Я тоже посмеялся над этой выходкой Бериша, впрочем, очень похожей на все остальные, и спросил Гёте, встречался ли он с ним позднее.
— Я виделся с ним вскоре после моего приезда в Веймар, насколько мне помнится — в тысяча семьсот семьдесят шестом году, когда ездил с герцогом в Дессау; Бериш был приглашен туда из Лейпцига на должность воспитателя наследного принца. Я не нашел в нем особых перемен — это был изящный придворный весьма веселого нрава.
— А что он сказал по поводу славы, которая пришла к вам за это время?
— Прежде всего он воскликнул: «Хорошо, что ты тогда послушался моего разумного совета, не отдал печатать свои стихотворения и выждал, покуда тебе удастся написать что-нибудь действительно хорошее. Правда, они уже и в ту пору были недурны, иначе разве я взялся бы их переписывать? Но если бы нам не пришлось расстаться, ты бы и другие не стал печатать, я бы их тоже переписал и все было бы отлично». Как видите, он ничуть не изменился. При дворе его любили, и я всегда встречался с ним за княжеским столом.
В последний раз мы виделись в тысяча восемьсот первом году, он был уже стар, но по-прежнему пребывал в наилучшем расположении духа. Во дворце ему отвели несколько прекрасных комнат, одна из них была вся уставлена геранями, к которым у нас тогда очень пристрастились. Но как раз в это время ботаники ввели новые подразделения в группе гераней и некоторую их часть назвали пеларгониями. Старик очень гневался на них за это. «Дурачье, — твердил он, — я радуюсь, что комната у меня полна гераней, как вдруг они являются с утверждением, что это не герани, а пеларгонии. А на кой мне эти цветы, если они не герани, ну что мне, спрашивается, делать с пеларгониями?» И так в продолжение добрых получаса, из чего можно заключить, что он ничуть не изменился.

------------------------------------------------------------------------

> _Постановка задачи_: Продублируйте без изменений весь участок фрагмента о Берише, начиная со слов «В последний раз» и вплоть до слов «что он ничуть не изменился.» включительно.

Сохраненные записи:
------------------------------------------------------------------------

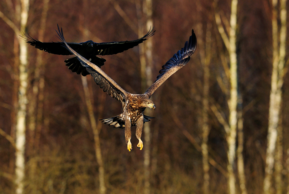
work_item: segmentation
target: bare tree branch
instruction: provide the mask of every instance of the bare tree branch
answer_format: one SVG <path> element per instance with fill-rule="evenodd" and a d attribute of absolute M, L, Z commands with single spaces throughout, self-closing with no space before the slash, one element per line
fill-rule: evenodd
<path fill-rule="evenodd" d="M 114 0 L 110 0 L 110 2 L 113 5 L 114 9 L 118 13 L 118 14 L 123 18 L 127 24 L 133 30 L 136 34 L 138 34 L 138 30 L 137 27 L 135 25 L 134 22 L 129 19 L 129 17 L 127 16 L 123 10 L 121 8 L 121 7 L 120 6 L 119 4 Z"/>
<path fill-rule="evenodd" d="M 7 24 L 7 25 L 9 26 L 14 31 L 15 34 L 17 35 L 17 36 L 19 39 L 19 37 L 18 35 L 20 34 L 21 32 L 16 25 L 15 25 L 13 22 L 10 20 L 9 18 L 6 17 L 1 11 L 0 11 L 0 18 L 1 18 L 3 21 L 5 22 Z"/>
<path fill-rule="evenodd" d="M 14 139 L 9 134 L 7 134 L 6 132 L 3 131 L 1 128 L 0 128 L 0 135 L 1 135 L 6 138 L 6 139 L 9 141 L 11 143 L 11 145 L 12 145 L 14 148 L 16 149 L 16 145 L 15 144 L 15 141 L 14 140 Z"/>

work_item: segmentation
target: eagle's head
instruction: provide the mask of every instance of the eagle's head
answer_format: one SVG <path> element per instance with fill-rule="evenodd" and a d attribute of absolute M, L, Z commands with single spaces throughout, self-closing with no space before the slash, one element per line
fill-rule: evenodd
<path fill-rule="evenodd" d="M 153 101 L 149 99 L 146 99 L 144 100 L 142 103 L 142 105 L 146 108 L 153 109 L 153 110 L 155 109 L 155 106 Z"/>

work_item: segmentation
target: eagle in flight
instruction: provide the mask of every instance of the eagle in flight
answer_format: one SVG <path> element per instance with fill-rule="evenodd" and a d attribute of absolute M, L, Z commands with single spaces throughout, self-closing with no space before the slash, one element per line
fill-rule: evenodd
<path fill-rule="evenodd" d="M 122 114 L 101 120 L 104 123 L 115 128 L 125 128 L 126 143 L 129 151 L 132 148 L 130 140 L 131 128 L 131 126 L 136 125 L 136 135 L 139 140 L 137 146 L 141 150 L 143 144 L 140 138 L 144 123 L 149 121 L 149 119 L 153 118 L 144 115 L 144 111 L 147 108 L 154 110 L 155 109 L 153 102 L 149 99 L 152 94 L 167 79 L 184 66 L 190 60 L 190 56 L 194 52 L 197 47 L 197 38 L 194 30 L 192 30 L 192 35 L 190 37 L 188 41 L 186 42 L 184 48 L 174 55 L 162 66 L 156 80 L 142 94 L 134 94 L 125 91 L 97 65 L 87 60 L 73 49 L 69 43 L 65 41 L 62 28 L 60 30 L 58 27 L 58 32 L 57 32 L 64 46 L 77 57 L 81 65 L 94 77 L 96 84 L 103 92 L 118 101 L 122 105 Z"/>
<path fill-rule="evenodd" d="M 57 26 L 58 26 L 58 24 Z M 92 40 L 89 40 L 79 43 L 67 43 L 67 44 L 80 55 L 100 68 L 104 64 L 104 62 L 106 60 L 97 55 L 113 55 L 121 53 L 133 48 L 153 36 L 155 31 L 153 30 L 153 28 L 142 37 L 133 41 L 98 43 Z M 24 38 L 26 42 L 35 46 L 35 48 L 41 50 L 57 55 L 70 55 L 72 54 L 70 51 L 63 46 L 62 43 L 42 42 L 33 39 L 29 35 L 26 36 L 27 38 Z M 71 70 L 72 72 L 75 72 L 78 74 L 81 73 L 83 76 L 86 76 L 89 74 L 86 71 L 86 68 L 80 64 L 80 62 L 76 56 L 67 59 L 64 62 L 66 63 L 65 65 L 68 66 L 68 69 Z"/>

------------------------------------------------------------------------

> _Решение_:
В последний раз мы виделись в тысяча восемьсот первом году, он был уже стар, но по-прежнему пребывал в наилучшем расположении духа. Во дворце ему отвели несколько прекрасных комнат, одна из них была вся уставлена геранями, к которым у нас тогда очень пристрастились. Но как раз в это время ботаники ввели новые подразделения в группе гераней и некоторую их часть назвали пеларгониями. Старик очень гневался на них за это. «Дурачье, — твердил он, — я радуюсь, что комната у меня полна гераней, как вдруг они являются с утверждением, что это не герани, а пеларгонии. А на кой мне эти цветы, если они не герани, ну что мне, спрашивается, делать с пеларгониями?» И так в продолжение добрых получаса, из чего можно заключить, что он ничуть не изменился.